## Text shown
━━━━━━

Ground Rules of Fantasy
 

     Alice thought she had never seen such a curious croquet ground in her life: it was all ridges
     and furrows: the croquet balls were live hedgehogs, and the mallets live flamingoes, and the
     soldiers had to double themselves up and stand on their hands and feet, to make the
     arches. . .

     The players all played at once, without waiting for turns, quarreling all the while, and fighting
     for the hedgehogs, and in a very short time the Queen was in a furious passion, and went
     stamping about, and shouting 'Off with his head ! ' or 'Off with her head!', about once a
     minute. (p. 67)

 
 

This passage from Alice in Wonderland perfectly illustrates why Alice's adventures are true
Fantasy. The relationship between the mad croquet game in the world of the Red Queen and a
normal croquet game in Alice's world in many ways parallels the relationship between Fantasy and
Reality. According to Eric Rabkin, (Quoted by George P. Landow in the web) Fantasies may be
generally distinguished from other narratives by this: the very nature of the ground rules, of how
we know things . . . the problem of knowing infects Fantasies on all levels, in their settings, in their
methods, in their characters . The very nature of the ground rules at the Queen's croquet party is
strange indeed, totally unlike anything Alice or any other dweller in the world of Reality has ever
seen. In fact, Alice cannot ÒknowÓ the rules of the game, or of the country at all, no matter how
she tries, for to her they appear to be utterly arbitrary and inconstant. The characters also keep
Alice firmly planted in the fantastic. The people she encounters are talking animals, mythical
beasts, and playing cards who follow a code of conduct unique to their homeland and totally
foreign to Alice. The Queen is fond of sentencing her subjects to death for no particular reason,
and (although not at the croquet party) babies turn into pigs, cats disappear but leave their smiles
behind.

The Queen's party is a perfect summary of the way in which unusual settings, methods, and
characters in this strange kingdom are what set Alice in Wonderland so sharply apart from
realistic modes, and what make it the epitome of fantasy.

━━━━━━

## Data extract
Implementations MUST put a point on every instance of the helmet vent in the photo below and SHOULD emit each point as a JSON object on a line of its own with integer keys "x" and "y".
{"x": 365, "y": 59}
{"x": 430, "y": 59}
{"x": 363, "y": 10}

━━━━━━

## Exercise A
In the essay on fantasy, rewrite everything from "Alice thought she" down to "minute. (p. 67)", replacing "hedgehogs" with "porcupines".
## Exercise B
In the croquet passage quoted in the essay on fantasy, what did the players use as mallets?

## Final answer A
Alice thought she had never seen such a curious croquet ground in her life: it was all ridges
     and furrows: the croquet balls were live porcupines, and the mallets live flamingoes, and the
     soldiers had to double themselves up and stand on their hands and feet, to make the
     arches. . .

     The players all played at once, without waiting for turns, quarreling all the while, and fighting
     for the porcupines, and in a very short time the Queen was in a furious passion, and went
     stamping about, and shouting 'Off with his head ! ' or 'Off with her head!', about once a
     minute. (p. 67)

## Final answer B
Live flamingoes.